## [Objetivo do exercício]
Devolva, do texto sobre a recuperação cíclica da economia brasileira, tudo o que vai desde "Mas não se deve" até "superior a 1%.", sem qualquer alteração.

━━ Trecho do documento

18 de junho de 2021

É APENAS RECUPERAÇÃO CÍCLICA!

(Claudio Adilson Gonçalez – O Estado de S. Paulo, 14) Qualquer economia está sujeita a flutuações cíclicas, ou seja, a alternância de períodos de expansão (boom) e de contração (recessão). No primeiro caso, pode-se formar um excesso de demanda, que resulta em pressões inflacionárias, exigindo políticas contracionistas. No segundo caso, ocorre o contrário. A taxa de desemprego supera seu nível de equilíbrio não inflacionário, e isso demanda estímulos expansionistas, tanto monetários como, se houver espaço, fiscais.

Não há consenso entre os economistas quanto ao processo de geração dos movimentos cíclicos na economia. A escola monetarista considera como principal causa as intervenções da política monetária, que expandem ou contraem a atividade econômica, às vezes excessivamente. Já os keynesianos atribuem essas flutuações, principalmente, a oscilações na demanda por investimento.

Excessos de euforia, intensificados por sistemas financeiros mal regulados, e choques exógenos, como foram as crises do petróleo, nos anos 70, ou a atual pandemia, podem também gerar períodos recessivos.

Mas não se deve confundir as fases de recuperações cíclicas com expansão econômica sustentável. O PIB evolui em movimentos ondulatórios em torno de uma tendência de longo prazo. É a inclinação positiva dessa linha de tendência que mensura o crescimento econômico.

Nessa métrica, o desempenho da economia brasileira, nos primeiros 20 anos desse milênio, tem sido decepcionante. No período 2001 a 2020, o PIB per capita evoluiu à taxa anual média de 0,95%. Não fosse a acentuada contração do ano passado, provocada pela pandemia, essa taxa poderia ter sido pouco superior a 1%.

Nesse ritmo, serão necessários 60 anos para o Brasil dobrar sua renda per capita. A China, provavelmente, fará isso em pouco mais de uma década. E mesmo esse pífio crescimento se processa com enorme injustiça social. É claro que isso decorre de causas estruturais, que inibem o crescimento do investimento e da produtividade.

No início deste mês, governo e mercado financeiro comemoraram efusivamente os dados divulgados pelo IBGE relativos ao PIB do primeiro trimestre. Isso me fez lembrar o famoso pibão prometido por Dilma Rousseff, no final de 2012, quando o Brasil estava se aproximando de uma longa e severa recessão, da qual ainda não se recuperou totalmente.

A recuperação em “V” observada no Brasil, em relação ao desastre econômico de 2020, se deu em quase todos os países do mundo. Ela decorreu das características da contração do ano passado, que não se deveu a causas comuns geradoras dos movimentos cíclicos, mas sim a um vírus devastador.

━━━━
━━ Conjunto de linhas

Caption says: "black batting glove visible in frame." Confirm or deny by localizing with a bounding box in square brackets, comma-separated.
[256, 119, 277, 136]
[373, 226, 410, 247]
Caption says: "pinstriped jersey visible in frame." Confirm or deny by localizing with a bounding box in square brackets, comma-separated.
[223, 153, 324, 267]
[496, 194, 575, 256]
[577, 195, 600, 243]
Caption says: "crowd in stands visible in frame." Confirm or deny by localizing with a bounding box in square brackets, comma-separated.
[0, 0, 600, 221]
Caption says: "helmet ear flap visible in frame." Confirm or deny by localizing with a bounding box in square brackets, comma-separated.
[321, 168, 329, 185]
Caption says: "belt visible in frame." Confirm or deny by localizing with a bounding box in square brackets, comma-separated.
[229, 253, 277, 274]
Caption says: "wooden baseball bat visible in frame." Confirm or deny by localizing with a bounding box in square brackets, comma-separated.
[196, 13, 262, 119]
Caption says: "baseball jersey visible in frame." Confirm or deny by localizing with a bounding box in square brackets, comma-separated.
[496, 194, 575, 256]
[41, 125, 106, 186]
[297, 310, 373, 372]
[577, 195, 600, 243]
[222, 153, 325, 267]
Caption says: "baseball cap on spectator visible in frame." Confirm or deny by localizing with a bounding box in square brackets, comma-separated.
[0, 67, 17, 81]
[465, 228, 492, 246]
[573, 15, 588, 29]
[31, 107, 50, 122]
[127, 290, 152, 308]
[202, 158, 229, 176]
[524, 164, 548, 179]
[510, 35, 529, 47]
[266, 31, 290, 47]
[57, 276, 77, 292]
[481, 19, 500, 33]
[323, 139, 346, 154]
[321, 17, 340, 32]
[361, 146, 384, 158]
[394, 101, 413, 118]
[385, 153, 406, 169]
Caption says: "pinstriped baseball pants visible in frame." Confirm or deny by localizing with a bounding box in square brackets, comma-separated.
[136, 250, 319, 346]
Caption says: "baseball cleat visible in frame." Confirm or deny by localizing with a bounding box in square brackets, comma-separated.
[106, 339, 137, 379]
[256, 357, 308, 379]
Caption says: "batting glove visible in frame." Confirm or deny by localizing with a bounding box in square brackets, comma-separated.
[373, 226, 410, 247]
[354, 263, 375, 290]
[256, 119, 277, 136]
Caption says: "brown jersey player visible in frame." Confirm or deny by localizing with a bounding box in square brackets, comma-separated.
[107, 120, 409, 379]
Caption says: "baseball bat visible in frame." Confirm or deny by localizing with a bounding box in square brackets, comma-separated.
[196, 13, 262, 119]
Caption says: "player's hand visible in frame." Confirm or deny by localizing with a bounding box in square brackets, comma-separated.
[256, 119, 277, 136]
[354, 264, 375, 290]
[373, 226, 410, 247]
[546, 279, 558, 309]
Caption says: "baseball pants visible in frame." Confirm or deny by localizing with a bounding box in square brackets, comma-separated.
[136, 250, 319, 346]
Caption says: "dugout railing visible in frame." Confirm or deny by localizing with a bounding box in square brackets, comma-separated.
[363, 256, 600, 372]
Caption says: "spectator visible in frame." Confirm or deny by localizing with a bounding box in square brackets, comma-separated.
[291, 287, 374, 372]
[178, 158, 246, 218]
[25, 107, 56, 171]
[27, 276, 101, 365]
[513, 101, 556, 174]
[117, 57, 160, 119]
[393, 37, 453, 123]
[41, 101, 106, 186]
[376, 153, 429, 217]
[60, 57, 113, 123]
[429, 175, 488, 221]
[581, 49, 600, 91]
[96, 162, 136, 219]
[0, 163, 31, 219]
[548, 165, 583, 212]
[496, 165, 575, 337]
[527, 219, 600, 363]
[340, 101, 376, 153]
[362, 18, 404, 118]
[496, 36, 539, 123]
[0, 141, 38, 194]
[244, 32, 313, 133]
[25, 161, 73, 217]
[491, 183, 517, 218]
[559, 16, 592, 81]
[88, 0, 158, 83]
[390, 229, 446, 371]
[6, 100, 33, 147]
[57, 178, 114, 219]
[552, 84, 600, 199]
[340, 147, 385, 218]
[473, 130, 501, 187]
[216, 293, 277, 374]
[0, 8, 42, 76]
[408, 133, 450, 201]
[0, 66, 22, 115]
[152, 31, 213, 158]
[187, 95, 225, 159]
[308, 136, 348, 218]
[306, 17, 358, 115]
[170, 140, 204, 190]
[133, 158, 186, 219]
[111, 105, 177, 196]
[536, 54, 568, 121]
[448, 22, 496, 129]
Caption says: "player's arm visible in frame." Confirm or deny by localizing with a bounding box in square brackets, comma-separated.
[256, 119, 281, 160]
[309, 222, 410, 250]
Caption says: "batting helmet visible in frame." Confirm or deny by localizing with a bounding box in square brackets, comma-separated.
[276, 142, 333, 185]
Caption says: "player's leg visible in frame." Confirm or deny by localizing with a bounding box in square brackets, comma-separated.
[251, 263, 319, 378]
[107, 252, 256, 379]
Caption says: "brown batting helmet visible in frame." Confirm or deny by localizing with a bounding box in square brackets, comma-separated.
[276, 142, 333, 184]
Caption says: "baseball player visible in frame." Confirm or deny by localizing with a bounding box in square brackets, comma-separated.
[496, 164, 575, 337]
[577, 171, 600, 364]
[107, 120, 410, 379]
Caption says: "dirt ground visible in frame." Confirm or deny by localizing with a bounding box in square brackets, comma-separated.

━━━━
━━ Conjunto de linhas

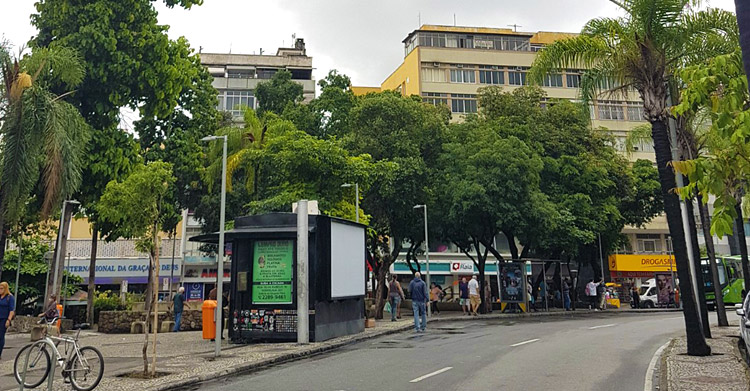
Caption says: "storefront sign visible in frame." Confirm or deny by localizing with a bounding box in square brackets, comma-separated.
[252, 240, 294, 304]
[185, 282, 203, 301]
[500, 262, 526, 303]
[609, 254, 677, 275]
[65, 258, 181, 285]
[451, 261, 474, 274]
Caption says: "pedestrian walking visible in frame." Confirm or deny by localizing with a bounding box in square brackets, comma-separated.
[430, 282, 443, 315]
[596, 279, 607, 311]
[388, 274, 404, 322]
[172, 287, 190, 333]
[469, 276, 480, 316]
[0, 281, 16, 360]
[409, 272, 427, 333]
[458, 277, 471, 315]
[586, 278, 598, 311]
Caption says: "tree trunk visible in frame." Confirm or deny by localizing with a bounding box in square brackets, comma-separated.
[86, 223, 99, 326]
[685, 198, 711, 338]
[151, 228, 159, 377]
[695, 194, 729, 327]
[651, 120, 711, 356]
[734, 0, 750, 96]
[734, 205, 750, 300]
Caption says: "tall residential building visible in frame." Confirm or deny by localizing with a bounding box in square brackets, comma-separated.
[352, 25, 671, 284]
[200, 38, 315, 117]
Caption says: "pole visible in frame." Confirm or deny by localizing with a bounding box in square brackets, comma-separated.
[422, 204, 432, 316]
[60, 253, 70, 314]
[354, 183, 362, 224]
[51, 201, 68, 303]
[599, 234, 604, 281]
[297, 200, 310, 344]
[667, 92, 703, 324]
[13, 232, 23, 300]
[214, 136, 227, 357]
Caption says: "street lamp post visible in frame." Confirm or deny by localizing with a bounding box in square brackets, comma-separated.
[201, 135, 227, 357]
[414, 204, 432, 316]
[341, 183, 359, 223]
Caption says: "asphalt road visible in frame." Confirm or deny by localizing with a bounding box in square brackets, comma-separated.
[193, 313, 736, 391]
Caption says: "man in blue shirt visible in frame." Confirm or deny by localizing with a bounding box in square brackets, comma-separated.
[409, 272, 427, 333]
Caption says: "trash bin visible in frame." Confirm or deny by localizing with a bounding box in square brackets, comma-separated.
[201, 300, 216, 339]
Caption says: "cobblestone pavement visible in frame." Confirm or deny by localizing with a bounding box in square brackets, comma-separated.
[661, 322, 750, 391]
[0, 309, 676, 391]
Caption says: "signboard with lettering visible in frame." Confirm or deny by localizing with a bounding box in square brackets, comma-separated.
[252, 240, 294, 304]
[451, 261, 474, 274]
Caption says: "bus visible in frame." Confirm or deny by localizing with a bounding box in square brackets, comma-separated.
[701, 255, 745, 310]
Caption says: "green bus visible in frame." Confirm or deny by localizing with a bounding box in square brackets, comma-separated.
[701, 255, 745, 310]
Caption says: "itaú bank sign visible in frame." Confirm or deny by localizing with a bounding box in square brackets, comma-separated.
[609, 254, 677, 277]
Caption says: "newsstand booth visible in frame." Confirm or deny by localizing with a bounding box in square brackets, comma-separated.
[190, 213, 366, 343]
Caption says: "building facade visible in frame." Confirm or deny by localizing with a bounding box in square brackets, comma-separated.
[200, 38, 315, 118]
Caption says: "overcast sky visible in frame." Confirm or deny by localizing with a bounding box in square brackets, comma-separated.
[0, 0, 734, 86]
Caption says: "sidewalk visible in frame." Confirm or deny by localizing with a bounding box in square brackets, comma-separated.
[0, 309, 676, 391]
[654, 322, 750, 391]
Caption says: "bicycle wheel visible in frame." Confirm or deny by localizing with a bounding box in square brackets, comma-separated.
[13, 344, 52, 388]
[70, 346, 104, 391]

━━━━
━━ Conjunto de linhas

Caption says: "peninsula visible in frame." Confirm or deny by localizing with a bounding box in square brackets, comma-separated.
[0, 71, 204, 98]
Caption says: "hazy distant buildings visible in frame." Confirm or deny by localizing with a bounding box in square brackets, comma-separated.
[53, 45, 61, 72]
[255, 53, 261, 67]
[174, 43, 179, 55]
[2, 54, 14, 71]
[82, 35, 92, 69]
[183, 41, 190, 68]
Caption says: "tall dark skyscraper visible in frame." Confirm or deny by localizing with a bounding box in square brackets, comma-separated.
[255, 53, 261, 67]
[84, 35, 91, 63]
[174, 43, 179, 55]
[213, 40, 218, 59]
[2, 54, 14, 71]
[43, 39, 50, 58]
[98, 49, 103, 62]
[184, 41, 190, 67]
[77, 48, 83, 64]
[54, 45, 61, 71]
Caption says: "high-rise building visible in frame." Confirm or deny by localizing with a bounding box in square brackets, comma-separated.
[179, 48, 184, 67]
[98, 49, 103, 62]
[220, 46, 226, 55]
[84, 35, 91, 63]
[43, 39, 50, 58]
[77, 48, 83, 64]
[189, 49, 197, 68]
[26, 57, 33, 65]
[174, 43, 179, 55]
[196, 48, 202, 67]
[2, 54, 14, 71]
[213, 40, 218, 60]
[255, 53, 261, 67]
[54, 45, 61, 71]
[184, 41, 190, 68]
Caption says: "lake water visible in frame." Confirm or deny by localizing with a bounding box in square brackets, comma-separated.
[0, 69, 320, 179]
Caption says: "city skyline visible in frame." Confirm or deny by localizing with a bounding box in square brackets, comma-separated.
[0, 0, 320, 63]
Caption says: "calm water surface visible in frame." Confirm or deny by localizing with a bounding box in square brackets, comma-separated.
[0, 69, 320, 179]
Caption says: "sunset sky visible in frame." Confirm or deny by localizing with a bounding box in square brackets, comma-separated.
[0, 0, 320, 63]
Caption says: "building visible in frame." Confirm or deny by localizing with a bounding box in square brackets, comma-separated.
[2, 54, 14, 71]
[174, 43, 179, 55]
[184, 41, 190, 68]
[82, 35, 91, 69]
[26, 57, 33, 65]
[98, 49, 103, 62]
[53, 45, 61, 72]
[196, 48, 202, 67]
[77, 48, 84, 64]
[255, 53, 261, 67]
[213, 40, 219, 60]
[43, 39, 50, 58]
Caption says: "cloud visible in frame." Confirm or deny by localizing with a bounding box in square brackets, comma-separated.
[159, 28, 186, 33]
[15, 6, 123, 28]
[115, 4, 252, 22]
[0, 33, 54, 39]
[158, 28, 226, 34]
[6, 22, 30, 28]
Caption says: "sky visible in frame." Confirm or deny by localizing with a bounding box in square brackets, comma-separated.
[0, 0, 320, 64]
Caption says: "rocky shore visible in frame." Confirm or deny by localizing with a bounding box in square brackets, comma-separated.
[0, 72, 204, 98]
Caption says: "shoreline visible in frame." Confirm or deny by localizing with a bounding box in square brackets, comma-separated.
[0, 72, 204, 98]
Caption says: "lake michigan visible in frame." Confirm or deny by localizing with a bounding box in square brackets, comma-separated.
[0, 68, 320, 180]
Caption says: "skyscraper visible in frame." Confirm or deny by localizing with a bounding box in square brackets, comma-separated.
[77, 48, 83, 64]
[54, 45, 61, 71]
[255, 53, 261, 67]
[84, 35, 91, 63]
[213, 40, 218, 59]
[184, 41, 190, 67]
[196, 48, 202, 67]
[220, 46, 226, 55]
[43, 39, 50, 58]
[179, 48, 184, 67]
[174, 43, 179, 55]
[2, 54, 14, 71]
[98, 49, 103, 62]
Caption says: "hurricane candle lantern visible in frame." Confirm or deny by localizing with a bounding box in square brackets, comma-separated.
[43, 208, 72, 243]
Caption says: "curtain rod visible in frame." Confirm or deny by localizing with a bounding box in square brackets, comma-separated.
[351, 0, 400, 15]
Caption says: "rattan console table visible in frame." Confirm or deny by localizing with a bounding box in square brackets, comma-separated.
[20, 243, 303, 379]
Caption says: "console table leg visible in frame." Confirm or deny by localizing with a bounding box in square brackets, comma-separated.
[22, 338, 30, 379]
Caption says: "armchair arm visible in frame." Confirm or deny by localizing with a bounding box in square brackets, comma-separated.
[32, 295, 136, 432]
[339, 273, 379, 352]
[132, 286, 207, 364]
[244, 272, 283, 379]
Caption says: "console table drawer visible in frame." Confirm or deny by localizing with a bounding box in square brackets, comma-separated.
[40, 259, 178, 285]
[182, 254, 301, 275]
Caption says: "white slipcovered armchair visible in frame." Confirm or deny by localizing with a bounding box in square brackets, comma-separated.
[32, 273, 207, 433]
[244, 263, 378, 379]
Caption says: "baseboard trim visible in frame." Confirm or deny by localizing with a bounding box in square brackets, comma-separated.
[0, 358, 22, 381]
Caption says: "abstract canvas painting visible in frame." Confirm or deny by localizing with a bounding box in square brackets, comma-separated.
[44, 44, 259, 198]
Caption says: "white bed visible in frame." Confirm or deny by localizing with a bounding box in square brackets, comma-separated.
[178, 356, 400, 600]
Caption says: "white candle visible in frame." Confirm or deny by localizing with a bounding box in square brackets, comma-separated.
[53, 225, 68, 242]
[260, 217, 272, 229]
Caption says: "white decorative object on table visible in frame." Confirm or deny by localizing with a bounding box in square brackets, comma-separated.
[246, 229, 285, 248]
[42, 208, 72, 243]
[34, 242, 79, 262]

━━━━

## [Resposta]
Mas não se deve confundir as fases de recuperações cíclicas com expansão econômica sustentável. O PIB evolui em movimentos ondulatórios em torno de uma tendência de longo prazo. É a inclinação positiva dessa linha de tendência que mensura o crescimento econômico.

Nessa métrica, o desempenho da economia brasileira, nos primeiros 20 anos desse milênio, tem sido decepcionante. No período 2001 a 2020, o PIB per capita evoluiu à taxa anual média de 0,95%. Não fosse a acentuada contração do ano passado, provocada pela pandemia, essa taxa poderia ter sido pouco superior a 1%.